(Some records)
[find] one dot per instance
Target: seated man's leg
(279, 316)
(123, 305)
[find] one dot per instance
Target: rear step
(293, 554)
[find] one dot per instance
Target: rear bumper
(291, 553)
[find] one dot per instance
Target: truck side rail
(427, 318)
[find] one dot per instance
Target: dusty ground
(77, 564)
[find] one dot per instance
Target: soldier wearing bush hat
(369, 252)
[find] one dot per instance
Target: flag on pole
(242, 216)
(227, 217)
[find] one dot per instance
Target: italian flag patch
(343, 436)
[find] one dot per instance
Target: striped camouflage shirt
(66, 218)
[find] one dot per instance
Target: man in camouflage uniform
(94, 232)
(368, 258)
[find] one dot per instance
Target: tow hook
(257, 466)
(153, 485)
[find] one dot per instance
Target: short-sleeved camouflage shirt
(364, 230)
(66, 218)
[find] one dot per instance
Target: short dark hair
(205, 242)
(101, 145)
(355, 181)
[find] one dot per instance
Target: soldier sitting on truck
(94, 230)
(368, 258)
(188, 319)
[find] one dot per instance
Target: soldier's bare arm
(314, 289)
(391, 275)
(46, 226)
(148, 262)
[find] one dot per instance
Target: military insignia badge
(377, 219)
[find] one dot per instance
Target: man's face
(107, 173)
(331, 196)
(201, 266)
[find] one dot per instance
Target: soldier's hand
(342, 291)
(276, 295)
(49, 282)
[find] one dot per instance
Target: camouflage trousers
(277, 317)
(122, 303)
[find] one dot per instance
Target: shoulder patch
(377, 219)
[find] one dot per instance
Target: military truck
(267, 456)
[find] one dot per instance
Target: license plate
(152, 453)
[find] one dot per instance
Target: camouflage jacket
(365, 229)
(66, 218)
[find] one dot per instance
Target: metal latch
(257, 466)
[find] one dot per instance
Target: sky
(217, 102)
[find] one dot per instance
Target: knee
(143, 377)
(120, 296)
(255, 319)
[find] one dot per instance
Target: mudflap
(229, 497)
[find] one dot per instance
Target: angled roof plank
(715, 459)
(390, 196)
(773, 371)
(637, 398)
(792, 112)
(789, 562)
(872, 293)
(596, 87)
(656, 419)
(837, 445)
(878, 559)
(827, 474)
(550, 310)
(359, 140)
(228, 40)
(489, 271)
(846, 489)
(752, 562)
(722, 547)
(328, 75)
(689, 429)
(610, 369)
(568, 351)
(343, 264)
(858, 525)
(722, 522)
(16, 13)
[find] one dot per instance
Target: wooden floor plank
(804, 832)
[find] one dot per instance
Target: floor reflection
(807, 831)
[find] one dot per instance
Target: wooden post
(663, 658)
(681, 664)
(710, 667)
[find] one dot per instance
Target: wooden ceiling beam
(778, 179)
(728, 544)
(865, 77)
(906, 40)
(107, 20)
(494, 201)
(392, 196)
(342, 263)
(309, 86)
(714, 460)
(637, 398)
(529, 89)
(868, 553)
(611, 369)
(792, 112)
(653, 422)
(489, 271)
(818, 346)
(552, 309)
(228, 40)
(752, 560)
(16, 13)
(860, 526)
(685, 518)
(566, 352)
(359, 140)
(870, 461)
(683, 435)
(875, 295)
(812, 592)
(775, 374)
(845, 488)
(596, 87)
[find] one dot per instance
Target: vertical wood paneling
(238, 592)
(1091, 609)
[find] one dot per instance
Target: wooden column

*Work to be completed:* List every line of the rows above that contains the string "truck", with case counting in the match.

*Output of the task:*
Target: truck side rail
Target: soldier sitting on truck
Target: military truck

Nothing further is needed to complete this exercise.